Discussion. The pyrimidine ring of the pyrazolo[3,4‐d]pyrimidine is formed in the final step by reaction of 3‐aminopyrazole‐4‐carboxamide with formamide. The pyrazole ring is formed from 2‐cyano‐3‐morpholinoacrylamide and hydrazine. The enamine of 2‐cyano‐3‐morpholinoacrylamide is formed from the enol ether by the displacement of ethanol by morpholine. The enol ether of 2‐cyano‐3‐ethoxyacrylamide is formed by the reaction of 2‐cyanoacetamide with triethyl orthoformate.
Extended Discussion
The pyrimidine ring is also formed by reaction of ethyl 3‐aminopyrazole‐4‐carboxylate with formamide. Draw the structures of the retrosynthetic analysis of ethyl 3‐aminopyrazole‐4‐carboxylate. List the pros and cons for both routes and select one route as the preferred route.
Amidotriazoate
Diagnostic Agents/Radiocontrast Media
For a symmetrical molecule, symmetrical disconnections lead back to symmetrical intermediates and are likely associated with the shortest route.
Discussion. Since some amide hydrolysis is likely under iodination conditions, the diamide is formed in the final step by reaction of the diamine with acetic anhydride. The triiodide is formed by iodination of 3,5‐diaminobenzoic acid.
Extended Discussion
List reagents or reagent combinations used for direct iodination of an aromatic ring.
Amikacin
Anti‐Infective Medicines/Antibacterials/Other Antibacterials
Anti‐Infective Medicines/Antibacterials/Antituberculosis Medicines
A single‐enantiomer molecule with multiple chiral carbons is often made by modification of a natural product which has most or all of the chiral carbons already in place.

Tasks and exercises »
(A) In the synthesis discussion, which two reagents form the pyrazole ring?
(B) Reproduce the synthesis discussion, beginning at the words "Discussion. Since some" and stopping after "already in place.".
(C) Carry the synthesis discussion on from its last sentence.
None of the entries is needed for this work.

Entries supplied »
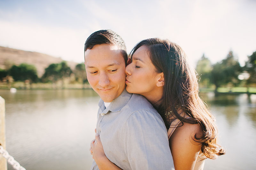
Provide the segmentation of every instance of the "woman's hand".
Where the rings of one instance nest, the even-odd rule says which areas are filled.
[[[100,135],[96,134],[95,139],[91,143],[90,151],[92,155],[92,158],[94,159],[97,165],[105,159],[107,158],[104,152]]]
[[[92,158],[100,170],[122,170],[107,157],[103,149],[100,135],[97,133],[95,135],[95,139],[91,143],[90,152],[92,155]]]

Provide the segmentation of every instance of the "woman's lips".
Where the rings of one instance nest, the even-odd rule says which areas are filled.
[[[127,79],[125,79],[125,83],[130,83],[130,82],[130,82],[130,81],[128,81],[128,80],[127,80]]]

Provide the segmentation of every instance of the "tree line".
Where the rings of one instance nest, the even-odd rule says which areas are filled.
[[[247,57],[245,64],[242,67],[232,51],[225,58],[213,64],[203,55],[196,69],[200,87],[209,87],[213,84],[217,91],[222,86],[256,86],[256,51]]]
[[[30,84],[39,82],[55,83],[60,80],[63,82],[65,78],[69,78],[73,74],[76,81],[84,84],[87,81],[85,70],[83,63],[77,64],[74,70],[72,70],[65,61],[62,61],[50,65],[39,78],[35,66],[22,63],[19,66],[13,65],[7,70],[0,69],[0,80],[9,82],[13,79],[15,81],[29,82]]]
[[[203,55],[197,61],[196,69],[200,80],[200,88],[208,88],[214,85],[215,90],[220,87],[256,86],[256,51],[250,56],[244,66],[241,66],[237,59],[230,51],[225,58],[212,64],[210,60]],[[87,82],[84,65],[77,65],[72,70],[65,61],[52,64],[45,69],[44,73],[38,77],[36,69],[33,65],[22,63],[19,66],[13,65],[7,70],[0,69],[0,80],[25,83],[42,82],[56,83],[60,81],[64,84],[65,79],[74,76],[74,81],[84,84]]]

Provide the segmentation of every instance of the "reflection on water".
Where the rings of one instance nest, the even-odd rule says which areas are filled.
[[[256,95],[200,95],[227,152],[207,159],[204,169],[255,169]],[[27,170],[90,168],[99,99],[93,90],[0,90],[0,96],[6,102],[7,150]]]

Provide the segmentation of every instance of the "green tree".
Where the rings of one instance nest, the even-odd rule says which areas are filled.
[[[13,65],[9,70],[10,75],[15,81],[25,81],[28,80],[30,83],[38,80],[36,69],[33,65],[22,63],[17,66]]]
[[[66,62],[62,61],[59,64],[60,65],[60,72],[62,81],[62,87],[63,88],[64,88],[64,79],[69,77],[72,73],[72,71],[70,67],[68,66]]]
[[[76,81],[84,85],[87,81],[84,64],[80,63],[76,66],[74,71]]]
[[[250,76],[246,81],[246,84],[250,85],[256,83],[256,51],[248,57],[248,60],[245,62],[244,68],[250,74]]]
[[[56,82],[60,78],[60,70],[61,66],[59,64],[52,64],[44,69],[44,73],[41,79],[43,82]]]
[[[63,87],[64,78],[69,76],[72,73],[71,69],[65,61],[60,63],[52,64],[45,69],[44,73],[42,76],[41,79],[43,82],[50,81],[53,84],[61,79]]]
[[[238,84],[240,81],[238,76],[241,71],[239,63],[235,59],[232,51],[230,51],[226,58],[213,66],[210,80],[215,85],[215,92],[221,85],[228,83],[234,85]]]
[[[7,71],[0,68],[0,80],[3,80],[3,78],[7,76]]]
[[[200,76],[199,85],[208,87],[210,85],[211,73],[212,70],[212,66],[210,60],[205,57],[204,54],[197,61],[196,70]]]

Answers to the exercises »
(A) 2‐cyano‐3‐morpholinoacrylamide and hydrazine.

(B)
Discussion. Since some amide hydrolysis is likely under iodination conditions, the diamide is formed in the final step by reaction of the diamine with acetic anhydride. The triiodide is formed by iodination of 3,5‐diaminobenzoic acid.
Extended Discussion
List reagents or reagent combinations used for direct iodination of an aromatic ring.
Amikacin
Anti‐Infective Medicines/Antibacterials/Other Antibacterials
Anti‐Infective Medicines/Antibacterials/Antituberculosis Medicines
A single‐enantiomer molecule with multiple chiral carbons is often made by modification of a natural product which has most or all of the chiral carbons already in place.

(C)
Discussion. Amikacin is semisynthetic. Amikacin is formed by acylation of the amino group at C1 of kanamycin A. This selective acylation requires a protection–deprotection strategy since kanamycin A has four amino groups and the amino group at C1 is not the most reactive.
Three of the amino groups of amikacin are released in the final step by benzyl carbamate hydrogenolysis. The amide at C1 is formed by reaction of the amino group with an N‐hydroxysuccinimide ester. Amino groups at C3 and C6′ of kanamycin A are protected as benzyl carbamates (Cbz). Kanamycin A is produced by fermentation.
The N‐hydroxysuccinimide ester is formed from the carboxylic acid. The amino group of the 4‐amino‐2‐hydroxybutanoic acid is protected as the benzyl carbamate. (S)‐4‐Amino‐2‐hydroxybutanoic acid is formed from (S)‐2‐hydroxyglutaramic acid (Hofmann Rearrangement). The amide is formed from the lactone. (S)‐5‐Oxotetrahydrofuran‐2‐carboxylic acid lactone is formed by diazotization of L‐glutamic acid. L‐Glutamic acid is produced by fermentation.
Extended Discussion
Draw the structures of three side products which are likely to be formed in the reaction of kanamycin A with two equivalents of benzyl chloroformate. Draw the structure(s) of likely impurities in amikacin as each side product is carried through the amide formation and carbamate hydrogenolysis.
or
Draw the structures of the retrosynthetic analysis of the alternative route to (S)‐4‐amino‐2‐hydroxybutanoic acid from L‐asparagine. List the pros and cons for both routes and select one route as the preferred route.
Amiloride
Diuretic
A nitrogen substituent on a pyrazine ring carbon is often introduced by displacement of chloride. The substitution is facilitated by the adjacent ring nitrogen and can be further facilitated by an electron‐withdrawing group (NO 2 , SO 2 R, COOR, CN) on a para ring carbon.
Discussion. The guanidine group is introduced in the final step by reaction of guanidine with the methyl ester. Chloride at the 5‐position of the 5,6‐dichloropyrazine is displaced by ammonia. The 5,6‐dichloropyrazine is formed by chlorination of methyl 3‐aminopyrazine‐2‐carboxylate. The methyl ester is formed from the carboxylic acid (Fischer Esterification).
3‐Aminopyrazine‐2‐carboxylic acid is formed by hydrolysis of the pyrimidine ring of lumazine (1H‐pteridine‐2,4‐dione). The pyrazine ring of lumazine is formed by reaction of 5,6‐diaminouracil with glyoxal. The amino group at the 5‐position of 5,6‐diaminouracil is formed by reduction of a nitroso group. The nitroso group is introduced by nitrosation of 6‐aminouracil.